_Document text_
※

AVP, Solutions Architects
Data management continues to evolve to address new use cases in advanced analytics, machine learning, and artificial intelligence. The past year has seen the rapid emergence of a new discipline called generative AI, of which the most high-profile example is the intelligent chatbot technology called ChatGPT.
Interest in generative AI is strong. In a recent TDWI survey, while less than 20% of respondents are using generative AI now, more than 30% plan to use it in the next year. Large language models (a key type of statistical algorithm used in generative AI) can be used to produce textual outputs, such as document summaries, marketing copy, and program code. LLMs can even be used to generate images, video, and other media outputs in response to textual inputs known as “prompts.” Data scientists, business analysts, and others can even use LLMs to generate SQL and Python code, sample and synthetic data sets, and visualizations, metrics, summary statistics, and explanations of complex relationships within data sets.
Data management professionals know that they must continue to evolve their skills, teams, platforms, and practices to address new opportunities associated with generative AI and other technological innovations. At the same time, enterprises must implement the necessary guardrails to mitigate growing risks to privacy, ethics, security, intellectual property protection, and other areas of concern to enterprises. In this sponsor panel, TDWI senior research director James Kobielus will lead data industry experts in a discussion of these trends, issues, and opportunities. They will explore such issues as:
- When and how should enterprises evaluate the potential of LLM-driven query generation tools as an adjunct to or replacement for existing SQL optimization tools?

※

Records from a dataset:

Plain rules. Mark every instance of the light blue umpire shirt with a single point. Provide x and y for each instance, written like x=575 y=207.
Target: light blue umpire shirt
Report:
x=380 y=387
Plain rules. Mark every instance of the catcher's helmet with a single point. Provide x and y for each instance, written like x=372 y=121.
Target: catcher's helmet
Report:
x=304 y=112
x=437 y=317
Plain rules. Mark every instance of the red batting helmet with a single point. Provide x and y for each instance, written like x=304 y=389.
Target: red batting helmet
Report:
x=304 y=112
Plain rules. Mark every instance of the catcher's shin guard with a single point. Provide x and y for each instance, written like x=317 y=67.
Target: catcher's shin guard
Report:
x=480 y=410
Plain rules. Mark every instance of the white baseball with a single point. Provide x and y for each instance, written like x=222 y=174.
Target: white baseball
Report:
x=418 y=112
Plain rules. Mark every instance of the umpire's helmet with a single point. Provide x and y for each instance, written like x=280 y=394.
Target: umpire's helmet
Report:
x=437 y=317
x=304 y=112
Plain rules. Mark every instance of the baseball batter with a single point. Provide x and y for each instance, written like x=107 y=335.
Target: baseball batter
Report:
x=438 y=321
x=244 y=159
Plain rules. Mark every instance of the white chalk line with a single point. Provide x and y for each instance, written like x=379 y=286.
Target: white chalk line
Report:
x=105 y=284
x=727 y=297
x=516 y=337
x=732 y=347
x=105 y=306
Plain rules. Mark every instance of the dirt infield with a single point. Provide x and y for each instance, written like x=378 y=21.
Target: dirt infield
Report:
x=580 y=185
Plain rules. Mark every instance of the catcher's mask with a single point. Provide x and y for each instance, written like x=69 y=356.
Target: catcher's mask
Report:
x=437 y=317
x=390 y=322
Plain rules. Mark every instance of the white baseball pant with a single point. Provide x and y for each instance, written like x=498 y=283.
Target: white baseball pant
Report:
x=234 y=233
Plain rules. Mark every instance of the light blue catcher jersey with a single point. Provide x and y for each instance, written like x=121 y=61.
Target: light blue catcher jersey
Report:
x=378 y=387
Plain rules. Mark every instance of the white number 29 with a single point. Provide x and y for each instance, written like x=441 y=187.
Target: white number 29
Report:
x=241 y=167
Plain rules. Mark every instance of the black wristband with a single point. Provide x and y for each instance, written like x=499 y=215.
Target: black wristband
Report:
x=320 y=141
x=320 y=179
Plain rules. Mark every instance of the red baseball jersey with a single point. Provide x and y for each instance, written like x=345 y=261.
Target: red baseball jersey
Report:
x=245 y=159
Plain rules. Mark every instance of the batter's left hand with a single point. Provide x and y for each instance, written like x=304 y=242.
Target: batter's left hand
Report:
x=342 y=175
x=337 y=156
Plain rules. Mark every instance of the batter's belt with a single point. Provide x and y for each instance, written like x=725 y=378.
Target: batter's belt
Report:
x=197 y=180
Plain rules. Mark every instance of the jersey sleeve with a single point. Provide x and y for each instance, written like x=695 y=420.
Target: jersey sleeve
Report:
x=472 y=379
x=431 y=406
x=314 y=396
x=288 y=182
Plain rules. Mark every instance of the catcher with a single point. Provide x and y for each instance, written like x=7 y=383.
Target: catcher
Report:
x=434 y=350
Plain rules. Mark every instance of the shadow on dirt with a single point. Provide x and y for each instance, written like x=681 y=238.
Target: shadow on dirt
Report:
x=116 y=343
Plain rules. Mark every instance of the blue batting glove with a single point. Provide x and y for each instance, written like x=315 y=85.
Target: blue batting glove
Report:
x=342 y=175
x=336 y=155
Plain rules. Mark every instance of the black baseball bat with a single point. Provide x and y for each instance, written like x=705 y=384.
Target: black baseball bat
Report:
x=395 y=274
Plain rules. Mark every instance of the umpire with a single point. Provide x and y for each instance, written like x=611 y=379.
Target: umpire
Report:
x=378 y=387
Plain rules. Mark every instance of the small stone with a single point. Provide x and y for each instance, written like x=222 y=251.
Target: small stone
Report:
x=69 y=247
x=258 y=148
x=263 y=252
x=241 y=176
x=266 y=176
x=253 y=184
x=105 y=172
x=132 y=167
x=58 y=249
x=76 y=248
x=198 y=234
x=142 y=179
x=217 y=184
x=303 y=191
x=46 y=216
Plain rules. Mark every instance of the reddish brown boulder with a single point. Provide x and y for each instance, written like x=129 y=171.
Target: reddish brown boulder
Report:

※

_Required tasks_
A: List the areas of risk that the generative AI panel description says enterprises must implement guardrails to mitigate.
B: Continue the generative AI panel description from its last line.

_Answers to the problems_
A: Privacy, ethics, security, intellectual property protection

B:
- How should enterprises incorporate LLM-driven tools such as synthetic data generation and prompt-driven ETL code generation into their data engineering practices?
- Are vector databases the future of generative AI or is there a future of SQL, NoSQL, and other DBMSs in hybrid multiplatform deployments?
- How should organizations evolve their data lakes to speed the building, training, operationalization, and governance of high-impact generative AI applications?
- What roles, skills, and workflows should organizations adopt in their data governance practices to effectively curate training data, iteratively fine-tuning the outputs using prompt engineering?